THE REQUEST → State how many lines in the rows below contain the string "sunglasses", matching case exactly. Give only the number.

RECORDS TO PROCESS →
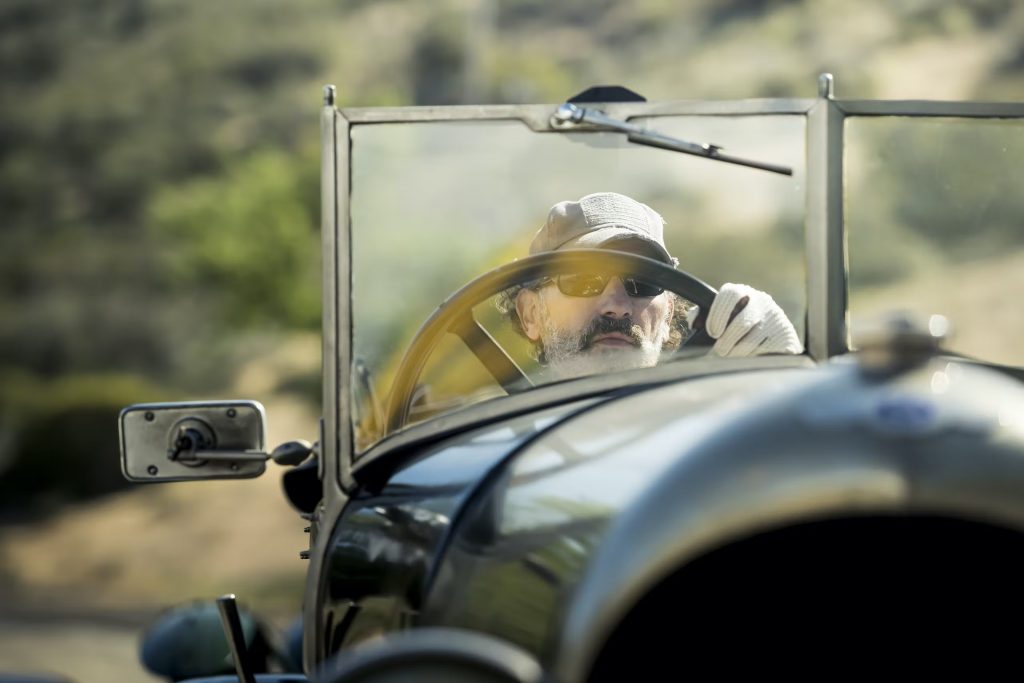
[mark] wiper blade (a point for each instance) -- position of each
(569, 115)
...
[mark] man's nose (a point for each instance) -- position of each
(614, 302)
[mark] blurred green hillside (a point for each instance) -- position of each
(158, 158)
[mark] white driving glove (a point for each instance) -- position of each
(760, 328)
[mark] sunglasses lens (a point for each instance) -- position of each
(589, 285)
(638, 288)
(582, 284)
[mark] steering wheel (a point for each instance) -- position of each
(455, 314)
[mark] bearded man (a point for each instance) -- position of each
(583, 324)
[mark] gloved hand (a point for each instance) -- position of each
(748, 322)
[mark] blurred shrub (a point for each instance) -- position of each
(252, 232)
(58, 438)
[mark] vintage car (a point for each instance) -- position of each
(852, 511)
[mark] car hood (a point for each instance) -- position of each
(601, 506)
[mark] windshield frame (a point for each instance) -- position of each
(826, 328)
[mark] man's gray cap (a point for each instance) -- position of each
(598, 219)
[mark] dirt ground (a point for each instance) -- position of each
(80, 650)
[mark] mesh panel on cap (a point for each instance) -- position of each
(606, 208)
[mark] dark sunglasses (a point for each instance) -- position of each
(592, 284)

IN RESPONSE → 2